横を見てもメンバーがいないし、トークしていても誰もツッコんでくれないですから。あと楽屋が静か(笑)。グループとはまた違った責任感を持ってステージに立たなきゃいけないですね。ただ、グループがあるからこそソロでも活動ができるわけですし、逆にソロ活動にもグループに戻ったときに役立てられるものがたくさんあります。

──ソロだと1曲まるまる1人で歌うので、歌に対する自信がどんどん付いていったのでは?

自信が付いたときもあったんですけど、これが長く続けていると……「さすがにもう慣れたでしょ?」と思われるかもしれないですが、そうじゃなくて。「失敗したらこうなってしまう」と落ち着いて考えられる時間や余裕が出てきたからこそ、怖くなるんです。なので今は、歌もパフォーマンスも「大丈夫かな、大丈夫かな?」という不安のフェーズ。でも10周年という節目を迎えて、ここからその不安を克服していくことでまた強くなれるんじゃないかなって。そう信じて、めげずに挑戦していきたいなと思っています。

──楽しいだけでは続けられない境地に突入したんですね。言い方を変えれば、それぐらい真剣にソロ活動と向き合っている証拠だと思いますよ。

そうですね。準備期間も含めて、それくらい丁寧にステージに向き合っているんだなと自分でも感じます。お客さんはお金を払って観に来てくださるわけで、こっちの事情はみんな知るよしもないし知る必要もないし、表に出してはいけない。ちゃんと満足いくものを精一杯届けることが今の私のお仕事なんじゃないかなと思います。

この数年で自分の感情にいろんな変化があった

──ソロ活動を通じて、モノノフの皆さんとの関係性に変化を感じる瞬間はありますか?

たぶん、年々私のことを友達だと思うようになっているんじゃないかな(笑)。それくらいアットホームな距離感で私のことを見てくれていると思います。やっぱり、私自身が思う自分と、他者から見られる印象って違うじゃないですか。ソロコンをやり始めた頃は、そのズレをすごく感じていたんです。みんなから見た「れにちゃん」というブランドには、「いい子」みたいなイメージが強く根付いていたんですけど、全然そうじゃないんだよっていう。まったくいい子じゃないときもあるし、私だってストレスも溜まるし、みんなと同じように喜怒哀楽がある。音楽についてもポップな曲も聴けば、世間に鬱憤をぶつけるような曲に共感することもあります。「周りから見えている自分と、私が思う自分を擦り合わせたい」と思って作っていただいたのが「じゃないほう」という楽曲なんです。

──2021年リリースの1stソロアルバム「れにちゃんWORLD」を経て、今回のアルバムに向けた第一歩となった楽曲ですね。

はい。「じゃないほう」の頃から、作家さんに自分の内面についてヒアリングしてもらってから楽曲を作っていただく機会が増えたので、みんながイメージする「れにちゃん」と自分自身との差が少しずつ狭まってきたんじゃないかなと思います。
--
▶ [問題]:
上のインタビューで「自信が付いたときもあったんですけど」で始まる段落を、主な内容を残して短く書き直してください。

▶ [提供資料]:
--
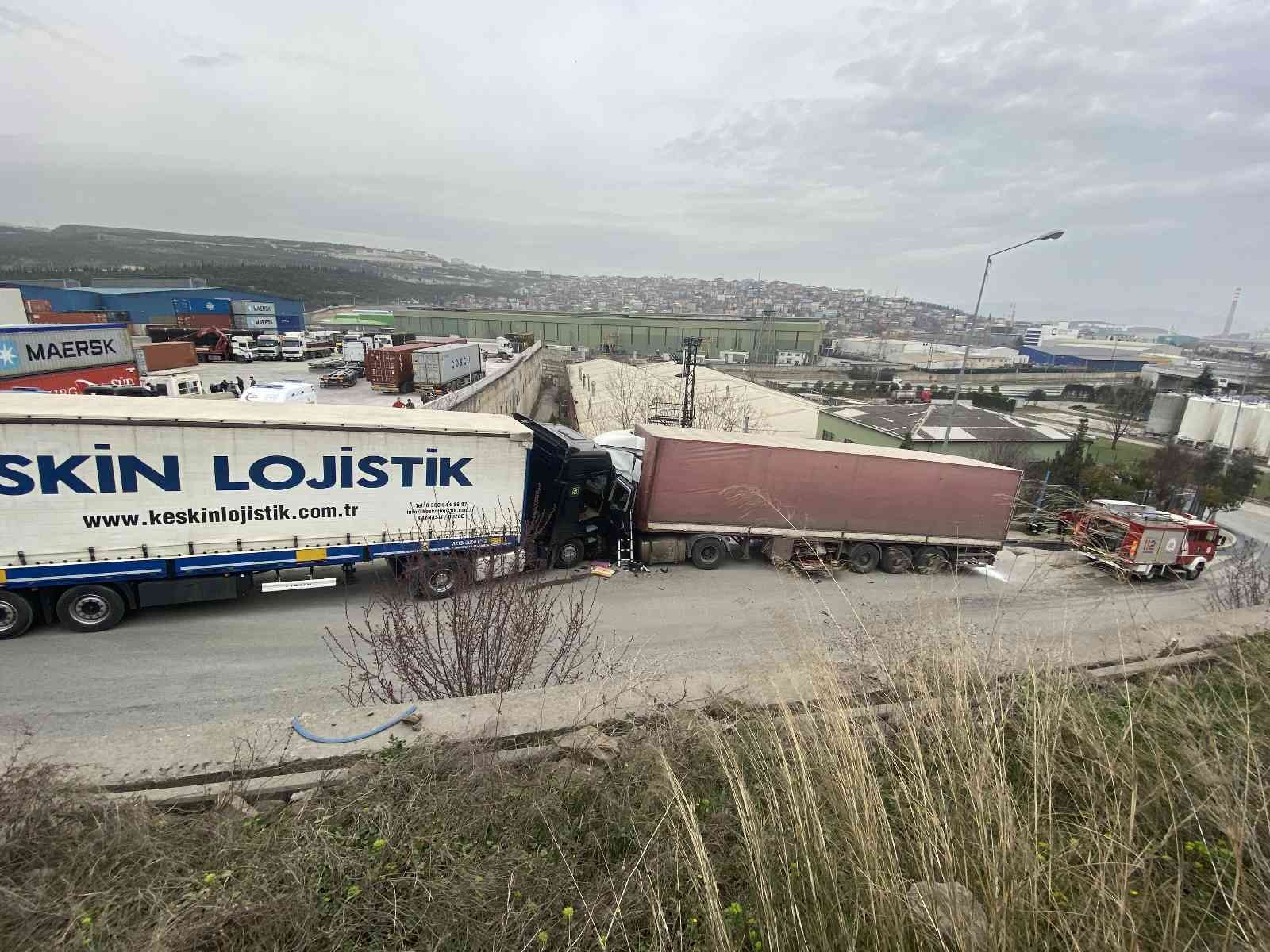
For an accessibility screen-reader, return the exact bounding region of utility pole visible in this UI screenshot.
[940,231,1063,452]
--
▶ [解答]:
一時は自信が付いた。しかし長く続けるうちに、失敗したらどうなるかを落ち着いて考える時間や余裕ができ、かえって怖くなった。そのため今は、歌もパフォーマンスも不安の段階にある。それでも10周年という節目を迎え、この不安を克服すればまた強くなれると信じ、めげずに挑戦していきたい。